What the task requires: Whenever a line in the entries below contains the string "truck", copy that line.

- Opening Delimiter -

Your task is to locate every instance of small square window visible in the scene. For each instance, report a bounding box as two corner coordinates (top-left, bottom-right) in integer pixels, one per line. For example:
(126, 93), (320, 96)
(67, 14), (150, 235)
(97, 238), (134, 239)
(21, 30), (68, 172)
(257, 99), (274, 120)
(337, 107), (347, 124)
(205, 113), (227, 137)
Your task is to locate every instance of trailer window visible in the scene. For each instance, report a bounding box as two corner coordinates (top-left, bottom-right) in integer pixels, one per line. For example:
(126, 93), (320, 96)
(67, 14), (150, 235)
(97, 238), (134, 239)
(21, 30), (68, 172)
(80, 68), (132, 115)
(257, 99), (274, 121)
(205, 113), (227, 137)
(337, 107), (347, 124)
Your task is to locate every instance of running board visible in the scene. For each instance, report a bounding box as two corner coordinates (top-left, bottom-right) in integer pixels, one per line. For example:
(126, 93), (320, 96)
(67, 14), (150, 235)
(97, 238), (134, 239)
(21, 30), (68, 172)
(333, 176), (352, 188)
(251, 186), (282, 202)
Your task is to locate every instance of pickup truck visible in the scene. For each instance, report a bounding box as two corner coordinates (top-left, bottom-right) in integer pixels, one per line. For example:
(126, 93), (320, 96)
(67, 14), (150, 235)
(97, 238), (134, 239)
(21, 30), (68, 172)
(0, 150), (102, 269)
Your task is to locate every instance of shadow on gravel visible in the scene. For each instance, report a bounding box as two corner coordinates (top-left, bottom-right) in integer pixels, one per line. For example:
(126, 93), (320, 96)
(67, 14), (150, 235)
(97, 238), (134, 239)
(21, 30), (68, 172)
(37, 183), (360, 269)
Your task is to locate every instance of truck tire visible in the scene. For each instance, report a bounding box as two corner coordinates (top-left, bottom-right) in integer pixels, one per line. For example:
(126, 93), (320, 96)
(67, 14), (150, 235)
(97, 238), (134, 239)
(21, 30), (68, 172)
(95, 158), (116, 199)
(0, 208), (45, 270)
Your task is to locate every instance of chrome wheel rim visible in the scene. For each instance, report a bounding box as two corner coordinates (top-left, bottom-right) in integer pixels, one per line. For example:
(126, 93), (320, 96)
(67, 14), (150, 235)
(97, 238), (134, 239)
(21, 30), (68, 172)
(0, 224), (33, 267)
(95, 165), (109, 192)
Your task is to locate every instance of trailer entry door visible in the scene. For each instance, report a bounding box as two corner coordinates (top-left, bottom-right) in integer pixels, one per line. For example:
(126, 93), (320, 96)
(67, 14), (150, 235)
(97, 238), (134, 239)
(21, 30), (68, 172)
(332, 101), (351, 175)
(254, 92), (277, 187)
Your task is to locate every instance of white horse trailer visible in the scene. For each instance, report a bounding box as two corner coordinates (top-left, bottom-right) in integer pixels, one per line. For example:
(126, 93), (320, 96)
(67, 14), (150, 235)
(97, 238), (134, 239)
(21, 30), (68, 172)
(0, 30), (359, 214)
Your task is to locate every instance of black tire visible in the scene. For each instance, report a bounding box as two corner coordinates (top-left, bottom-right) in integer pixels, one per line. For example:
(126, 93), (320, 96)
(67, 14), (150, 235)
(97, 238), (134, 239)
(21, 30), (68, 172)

- Closing Delimiter -

Reply:
Your task is to locate every instance of pickup truck visible in the scene. For each instance, report a bounding box as two corner coordinates (top-left, bottom-right) in integer pixels, one per line. For example:
Your task is to locate every instance of truck tire visible in the scene. For each instance, report a bounding box as two corner coordinates (top-left, bottom-right) in integer pixels, one per line. For example:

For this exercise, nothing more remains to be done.